----- Data records

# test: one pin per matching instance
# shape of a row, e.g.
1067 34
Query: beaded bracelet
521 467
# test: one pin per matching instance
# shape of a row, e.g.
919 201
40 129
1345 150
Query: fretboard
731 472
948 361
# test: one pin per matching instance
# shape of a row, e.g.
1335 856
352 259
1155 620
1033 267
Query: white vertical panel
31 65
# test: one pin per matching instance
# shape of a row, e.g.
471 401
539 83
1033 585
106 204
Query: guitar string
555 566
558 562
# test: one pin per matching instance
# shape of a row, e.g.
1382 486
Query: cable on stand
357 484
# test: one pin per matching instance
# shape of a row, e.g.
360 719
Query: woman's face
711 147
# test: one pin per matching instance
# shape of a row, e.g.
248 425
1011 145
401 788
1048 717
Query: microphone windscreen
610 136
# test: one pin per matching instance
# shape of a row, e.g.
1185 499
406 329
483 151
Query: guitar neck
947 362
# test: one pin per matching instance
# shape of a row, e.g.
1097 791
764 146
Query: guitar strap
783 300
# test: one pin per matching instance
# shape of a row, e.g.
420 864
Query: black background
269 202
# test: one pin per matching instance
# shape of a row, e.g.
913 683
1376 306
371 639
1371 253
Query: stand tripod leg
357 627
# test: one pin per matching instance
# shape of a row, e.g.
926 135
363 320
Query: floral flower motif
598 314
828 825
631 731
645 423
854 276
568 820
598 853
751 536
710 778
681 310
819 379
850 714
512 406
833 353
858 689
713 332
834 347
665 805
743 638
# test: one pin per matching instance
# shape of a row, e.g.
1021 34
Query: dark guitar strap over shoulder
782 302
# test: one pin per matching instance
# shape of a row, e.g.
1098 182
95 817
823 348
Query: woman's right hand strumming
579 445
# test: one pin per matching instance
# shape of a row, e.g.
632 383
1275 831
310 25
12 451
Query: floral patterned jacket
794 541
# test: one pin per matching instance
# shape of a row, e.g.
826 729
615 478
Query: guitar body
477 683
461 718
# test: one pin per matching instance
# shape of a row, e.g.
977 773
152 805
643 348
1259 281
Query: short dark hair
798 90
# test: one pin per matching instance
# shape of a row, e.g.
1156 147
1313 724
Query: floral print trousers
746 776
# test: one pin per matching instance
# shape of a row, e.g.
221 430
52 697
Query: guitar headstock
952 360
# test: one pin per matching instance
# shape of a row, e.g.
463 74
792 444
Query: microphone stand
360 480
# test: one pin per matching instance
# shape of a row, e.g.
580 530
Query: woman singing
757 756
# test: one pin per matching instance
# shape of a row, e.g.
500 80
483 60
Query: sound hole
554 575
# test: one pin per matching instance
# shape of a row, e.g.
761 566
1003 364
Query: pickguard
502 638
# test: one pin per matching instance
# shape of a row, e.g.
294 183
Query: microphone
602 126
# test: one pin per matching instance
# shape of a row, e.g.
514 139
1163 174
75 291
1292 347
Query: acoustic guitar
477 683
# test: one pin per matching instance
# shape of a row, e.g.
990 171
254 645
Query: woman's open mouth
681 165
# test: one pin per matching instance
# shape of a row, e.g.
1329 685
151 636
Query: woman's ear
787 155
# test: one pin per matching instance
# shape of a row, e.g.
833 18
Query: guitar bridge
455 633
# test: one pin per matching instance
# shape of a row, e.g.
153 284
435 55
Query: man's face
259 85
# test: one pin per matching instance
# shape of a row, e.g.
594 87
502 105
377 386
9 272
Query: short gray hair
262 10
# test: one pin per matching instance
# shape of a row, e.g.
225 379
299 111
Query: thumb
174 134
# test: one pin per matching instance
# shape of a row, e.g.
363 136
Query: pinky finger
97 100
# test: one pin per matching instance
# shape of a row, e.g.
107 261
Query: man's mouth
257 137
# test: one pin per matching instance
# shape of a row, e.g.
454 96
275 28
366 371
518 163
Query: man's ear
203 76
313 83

----------

* [Try it]: From the line holding "Query: guitar bridge" to the final line of the data, output each line exactly and nothing more.

* [Answer space]:
Query: guitar bridge
455 633
# test: one pin per matching instance
# shape of a row, e.g.
153 284
435 55
Query: man's face
259 85
# test: one pin per matching instance
# shape of a row, e.g.
594 87
502 105
377 386
9 272
Query: short gray hair
262 10
# test: one pin per matching instance
# shape of a row, e.g.
225 379
299 111
Query: thumb
174 134
# test: one pin per matching instance
# shape of a row, e.g.
363 136
Query: pinky finger
97 100
# test: one pin per matching instance
# shape of a row, e.g.
107 261
Query: man's mouth
257 137
# test: one pin per matching instance
# shape of a row, e.g.
454 96
275 28
366 371
518 163
Query: man's ear
203 76
313 83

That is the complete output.